_DATA UNDER STUDY_:
#####

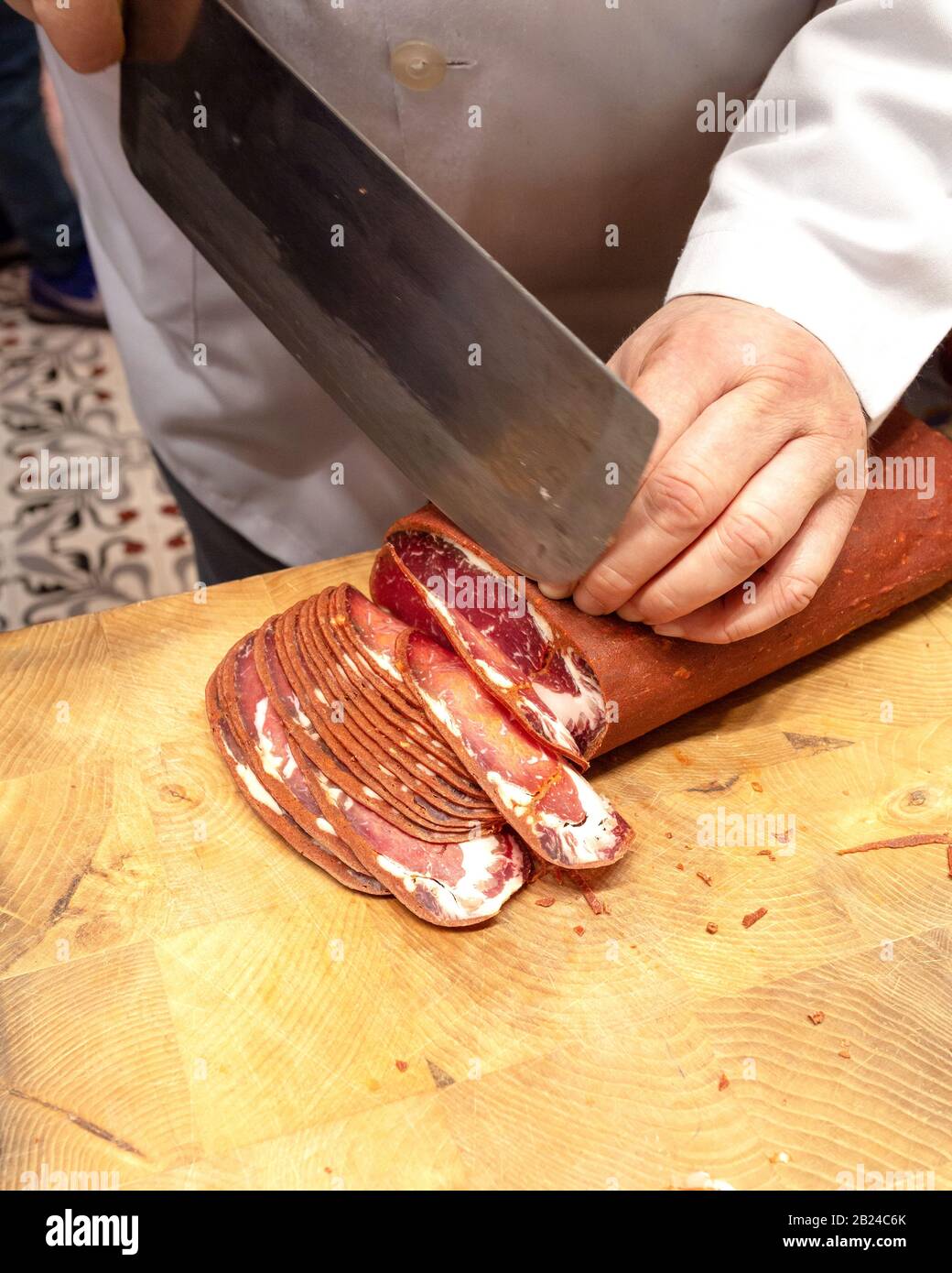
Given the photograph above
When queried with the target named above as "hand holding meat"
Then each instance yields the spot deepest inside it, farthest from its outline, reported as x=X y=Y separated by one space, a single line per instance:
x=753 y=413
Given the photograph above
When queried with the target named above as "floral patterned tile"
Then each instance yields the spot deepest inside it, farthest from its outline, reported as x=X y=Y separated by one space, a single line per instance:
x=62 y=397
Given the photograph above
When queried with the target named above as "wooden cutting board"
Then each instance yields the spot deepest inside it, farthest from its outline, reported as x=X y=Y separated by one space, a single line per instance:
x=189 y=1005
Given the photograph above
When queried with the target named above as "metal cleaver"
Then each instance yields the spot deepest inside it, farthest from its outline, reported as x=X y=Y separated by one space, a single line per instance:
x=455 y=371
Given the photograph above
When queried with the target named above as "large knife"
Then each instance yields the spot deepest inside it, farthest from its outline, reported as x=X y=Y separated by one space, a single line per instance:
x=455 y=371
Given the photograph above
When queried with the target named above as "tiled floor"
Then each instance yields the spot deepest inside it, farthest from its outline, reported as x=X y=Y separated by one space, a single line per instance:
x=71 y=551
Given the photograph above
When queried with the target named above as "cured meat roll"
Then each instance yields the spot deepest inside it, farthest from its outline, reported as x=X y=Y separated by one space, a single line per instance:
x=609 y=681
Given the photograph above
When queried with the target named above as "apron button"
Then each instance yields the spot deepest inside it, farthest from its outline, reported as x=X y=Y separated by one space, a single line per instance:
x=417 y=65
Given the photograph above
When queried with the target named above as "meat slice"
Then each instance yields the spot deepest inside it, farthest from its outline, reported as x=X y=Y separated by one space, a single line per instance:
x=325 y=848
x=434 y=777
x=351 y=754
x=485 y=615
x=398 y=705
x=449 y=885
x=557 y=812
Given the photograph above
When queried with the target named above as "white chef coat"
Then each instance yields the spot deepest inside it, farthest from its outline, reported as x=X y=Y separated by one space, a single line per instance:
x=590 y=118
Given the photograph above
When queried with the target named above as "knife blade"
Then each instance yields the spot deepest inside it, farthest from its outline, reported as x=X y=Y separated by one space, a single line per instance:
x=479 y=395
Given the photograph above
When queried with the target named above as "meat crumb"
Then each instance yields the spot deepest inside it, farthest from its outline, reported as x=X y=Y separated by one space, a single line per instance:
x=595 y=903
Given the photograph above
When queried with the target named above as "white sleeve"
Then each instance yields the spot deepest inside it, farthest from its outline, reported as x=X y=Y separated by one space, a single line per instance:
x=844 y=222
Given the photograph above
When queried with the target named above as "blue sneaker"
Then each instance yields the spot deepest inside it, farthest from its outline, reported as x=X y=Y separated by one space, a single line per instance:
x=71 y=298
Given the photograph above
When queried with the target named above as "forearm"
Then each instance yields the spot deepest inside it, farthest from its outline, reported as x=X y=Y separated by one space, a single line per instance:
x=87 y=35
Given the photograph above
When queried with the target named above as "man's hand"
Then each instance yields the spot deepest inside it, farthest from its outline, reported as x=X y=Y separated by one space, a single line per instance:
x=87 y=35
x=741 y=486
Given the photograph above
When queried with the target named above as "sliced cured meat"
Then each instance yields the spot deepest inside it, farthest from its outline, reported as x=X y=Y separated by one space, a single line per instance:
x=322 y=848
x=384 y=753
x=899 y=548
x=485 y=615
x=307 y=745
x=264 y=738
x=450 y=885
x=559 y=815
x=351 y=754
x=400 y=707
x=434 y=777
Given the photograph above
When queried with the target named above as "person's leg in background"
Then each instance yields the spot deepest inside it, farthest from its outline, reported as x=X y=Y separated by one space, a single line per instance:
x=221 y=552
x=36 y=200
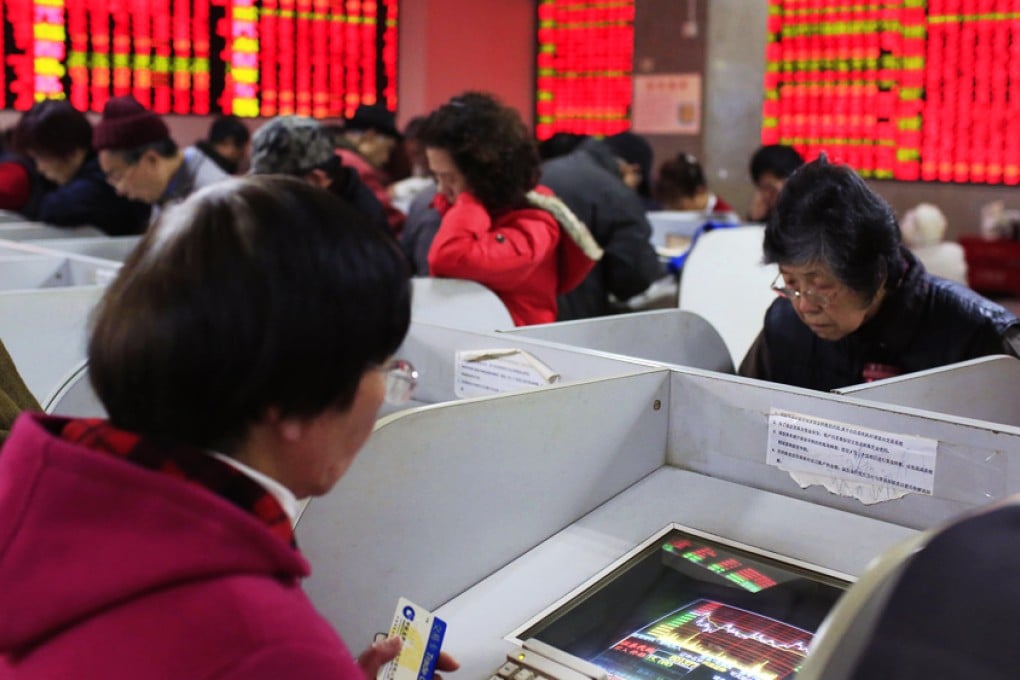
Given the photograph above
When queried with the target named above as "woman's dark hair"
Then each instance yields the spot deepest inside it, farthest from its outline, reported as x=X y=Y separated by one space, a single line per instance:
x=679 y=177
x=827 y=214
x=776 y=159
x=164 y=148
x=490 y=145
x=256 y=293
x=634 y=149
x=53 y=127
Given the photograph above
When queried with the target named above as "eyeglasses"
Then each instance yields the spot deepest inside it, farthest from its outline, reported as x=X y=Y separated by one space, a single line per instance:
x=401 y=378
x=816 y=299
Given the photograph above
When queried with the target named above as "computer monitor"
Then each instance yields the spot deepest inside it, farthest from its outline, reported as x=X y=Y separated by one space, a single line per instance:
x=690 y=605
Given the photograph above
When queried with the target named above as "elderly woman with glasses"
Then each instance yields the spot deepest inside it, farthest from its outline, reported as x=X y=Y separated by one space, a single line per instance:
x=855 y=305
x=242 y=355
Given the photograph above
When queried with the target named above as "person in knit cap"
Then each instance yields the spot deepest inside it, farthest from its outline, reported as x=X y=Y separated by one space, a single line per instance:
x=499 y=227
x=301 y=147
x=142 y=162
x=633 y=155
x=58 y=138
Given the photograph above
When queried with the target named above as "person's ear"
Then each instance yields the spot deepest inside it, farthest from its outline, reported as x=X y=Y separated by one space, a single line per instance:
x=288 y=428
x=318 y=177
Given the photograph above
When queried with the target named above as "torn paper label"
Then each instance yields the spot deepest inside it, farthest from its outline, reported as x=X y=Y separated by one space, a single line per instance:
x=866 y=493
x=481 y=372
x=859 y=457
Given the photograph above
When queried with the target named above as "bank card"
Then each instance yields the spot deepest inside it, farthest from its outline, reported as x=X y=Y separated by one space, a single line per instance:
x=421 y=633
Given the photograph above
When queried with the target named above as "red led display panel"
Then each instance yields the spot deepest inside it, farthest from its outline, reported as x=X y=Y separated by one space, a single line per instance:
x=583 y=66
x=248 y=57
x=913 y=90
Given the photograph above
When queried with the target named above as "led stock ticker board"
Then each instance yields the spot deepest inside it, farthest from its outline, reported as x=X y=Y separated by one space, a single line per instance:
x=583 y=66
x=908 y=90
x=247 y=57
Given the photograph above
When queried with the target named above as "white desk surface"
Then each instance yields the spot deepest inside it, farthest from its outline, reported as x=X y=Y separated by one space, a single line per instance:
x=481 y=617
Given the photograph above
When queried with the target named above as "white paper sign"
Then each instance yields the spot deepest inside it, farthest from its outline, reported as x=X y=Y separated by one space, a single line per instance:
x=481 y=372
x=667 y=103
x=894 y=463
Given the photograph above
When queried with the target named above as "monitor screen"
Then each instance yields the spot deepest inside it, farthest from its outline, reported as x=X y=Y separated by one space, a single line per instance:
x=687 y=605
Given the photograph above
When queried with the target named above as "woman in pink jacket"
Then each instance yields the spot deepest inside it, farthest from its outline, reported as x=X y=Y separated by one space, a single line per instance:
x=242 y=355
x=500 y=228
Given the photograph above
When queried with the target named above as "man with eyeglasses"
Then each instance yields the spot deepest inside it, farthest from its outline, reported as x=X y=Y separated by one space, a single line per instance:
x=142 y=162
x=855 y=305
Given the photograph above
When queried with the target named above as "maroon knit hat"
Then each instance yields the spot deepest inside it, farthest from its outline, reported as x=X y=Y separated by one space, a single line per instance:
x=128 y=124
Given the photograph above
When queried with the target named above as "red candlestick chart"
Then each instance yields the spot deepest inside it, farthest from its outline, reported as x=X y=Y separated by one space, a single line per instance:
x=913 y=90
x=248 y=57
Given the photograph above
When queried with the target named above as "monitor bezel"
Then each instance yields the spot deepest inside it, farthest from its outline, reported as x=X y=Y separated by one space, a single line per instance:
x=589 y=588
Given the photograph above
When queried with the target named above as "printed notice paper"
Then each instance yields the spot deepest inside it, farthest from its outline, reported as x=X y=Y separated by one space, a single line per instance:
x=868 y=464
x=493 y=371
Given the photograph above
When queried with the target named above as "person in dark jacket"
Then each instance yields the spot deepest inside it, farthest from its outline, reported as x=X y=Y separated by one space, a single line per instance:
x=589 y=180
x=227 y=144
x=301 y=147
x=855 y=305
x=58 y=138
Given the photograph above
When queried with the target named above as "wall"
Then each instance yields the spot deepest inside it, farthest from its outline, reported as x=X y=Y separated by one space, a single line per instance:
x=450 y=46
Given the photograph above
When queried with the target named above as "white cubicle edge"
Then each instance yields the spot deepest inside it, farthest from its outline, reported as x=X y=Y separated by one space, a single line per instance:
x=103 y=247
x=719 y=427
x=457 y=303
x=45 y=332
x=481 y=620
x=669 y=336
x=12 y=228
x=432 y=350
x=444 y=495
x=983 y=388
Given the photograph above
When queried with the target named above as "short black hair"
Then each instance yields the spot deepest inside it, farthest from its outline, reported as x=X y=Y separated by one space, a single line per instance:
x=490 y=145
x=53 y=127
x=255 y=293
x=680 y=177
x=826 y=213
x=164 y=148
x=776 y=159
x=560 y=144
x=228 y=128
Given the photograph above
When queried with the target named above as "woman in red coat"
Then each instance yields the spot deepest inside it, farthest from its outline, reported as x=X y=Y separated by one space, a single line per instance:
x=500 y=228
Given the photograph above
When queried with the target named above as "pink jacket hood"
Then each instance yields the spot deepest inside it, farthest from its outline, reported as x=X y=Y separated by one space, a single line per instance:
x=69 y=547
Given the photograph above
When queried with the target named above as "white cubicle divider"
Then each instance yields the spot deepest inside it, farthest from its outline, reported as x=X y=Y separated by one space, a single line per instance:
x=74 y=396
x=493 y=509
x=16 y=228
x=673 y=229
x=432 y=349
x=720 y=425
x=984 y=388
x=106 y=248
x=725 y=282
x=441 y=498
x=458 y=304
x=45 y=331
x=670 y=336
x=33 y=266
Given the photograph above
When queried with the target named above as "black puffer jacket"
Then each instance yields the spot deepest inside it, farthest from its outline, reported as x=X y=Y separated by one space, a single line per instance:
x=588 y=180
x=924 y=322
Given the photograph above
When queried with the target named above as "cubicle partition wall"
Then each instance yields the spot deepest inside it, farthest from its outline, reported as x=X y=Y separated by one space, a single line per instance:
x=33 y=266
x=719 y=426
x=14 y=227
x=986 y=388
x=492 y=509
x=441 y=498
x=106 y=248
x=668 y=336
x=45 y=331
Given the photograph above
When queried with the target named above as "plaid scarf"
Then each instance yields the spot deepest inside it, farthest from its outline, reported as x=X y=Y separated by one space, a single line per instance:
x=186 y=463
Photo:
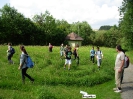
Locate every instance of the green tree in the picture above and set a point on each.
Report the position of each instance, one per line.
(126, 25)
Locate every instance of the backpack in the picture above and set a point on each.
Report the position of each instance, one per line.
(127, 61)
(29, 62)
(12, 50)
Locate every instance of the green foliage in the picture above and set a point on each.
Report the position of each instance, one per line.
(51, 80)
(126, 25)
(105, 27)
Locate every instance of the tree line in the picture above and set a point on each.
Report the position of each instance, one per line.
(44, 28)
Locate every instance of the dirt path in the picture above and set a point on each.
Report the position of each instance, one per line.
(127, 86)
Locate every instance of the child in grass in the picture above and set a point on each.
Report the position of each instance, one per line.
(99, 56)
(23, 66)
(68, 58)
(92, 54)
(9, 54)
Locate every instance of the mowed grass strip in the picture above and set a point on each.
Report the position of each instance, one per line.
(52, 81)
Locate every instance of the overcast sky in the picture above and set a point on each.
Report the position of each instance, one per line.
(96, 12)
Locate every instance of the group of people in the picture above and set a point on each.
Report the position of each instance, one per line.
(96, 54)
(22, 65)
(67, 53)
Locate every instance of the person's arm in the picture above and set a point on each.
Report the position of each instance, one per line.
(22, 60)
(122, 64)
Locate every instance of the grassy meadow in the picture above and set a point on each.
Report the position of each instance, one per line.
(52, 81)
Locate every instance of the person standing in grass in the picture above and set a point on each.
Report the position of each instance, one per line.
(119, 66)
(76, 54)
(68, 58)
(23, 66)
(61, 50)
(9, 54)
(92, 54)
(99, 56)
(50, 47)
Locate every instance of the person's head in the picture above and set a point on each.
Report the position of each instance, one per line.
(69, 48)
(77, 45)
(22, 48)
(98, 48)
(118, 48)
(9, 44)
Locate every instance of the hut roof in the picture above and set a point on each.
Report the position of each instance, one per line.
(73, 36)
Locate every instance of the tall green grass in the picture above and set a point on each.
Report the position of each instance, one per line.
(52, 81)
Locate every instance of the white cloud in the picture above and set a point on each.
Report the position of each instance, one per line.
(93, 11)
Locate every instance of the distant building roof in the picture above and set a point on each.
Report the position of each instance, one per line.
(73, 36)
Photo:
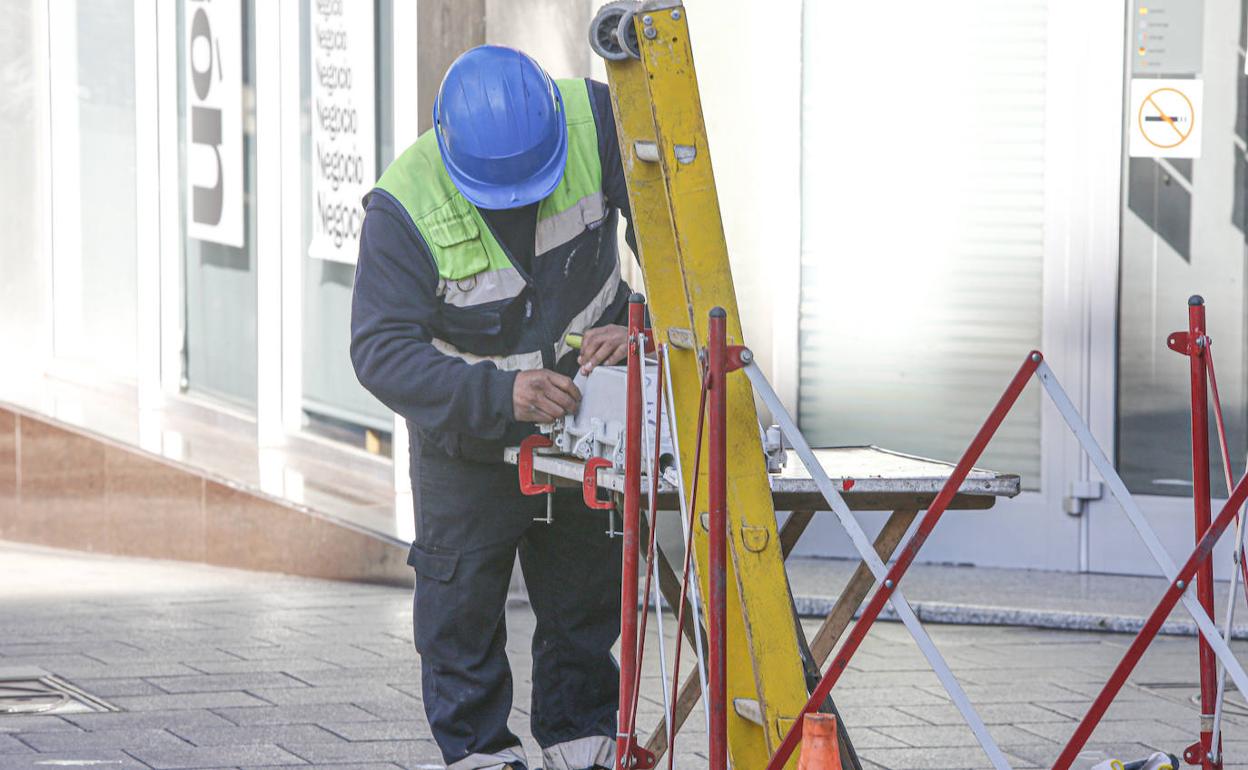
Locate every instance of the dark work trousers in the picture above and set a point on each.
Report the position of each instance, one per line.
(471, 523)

#####

How many lines in the material contain the string "paper"? Reply with the number and nothing else.

_YOUR RESPONSE_: 3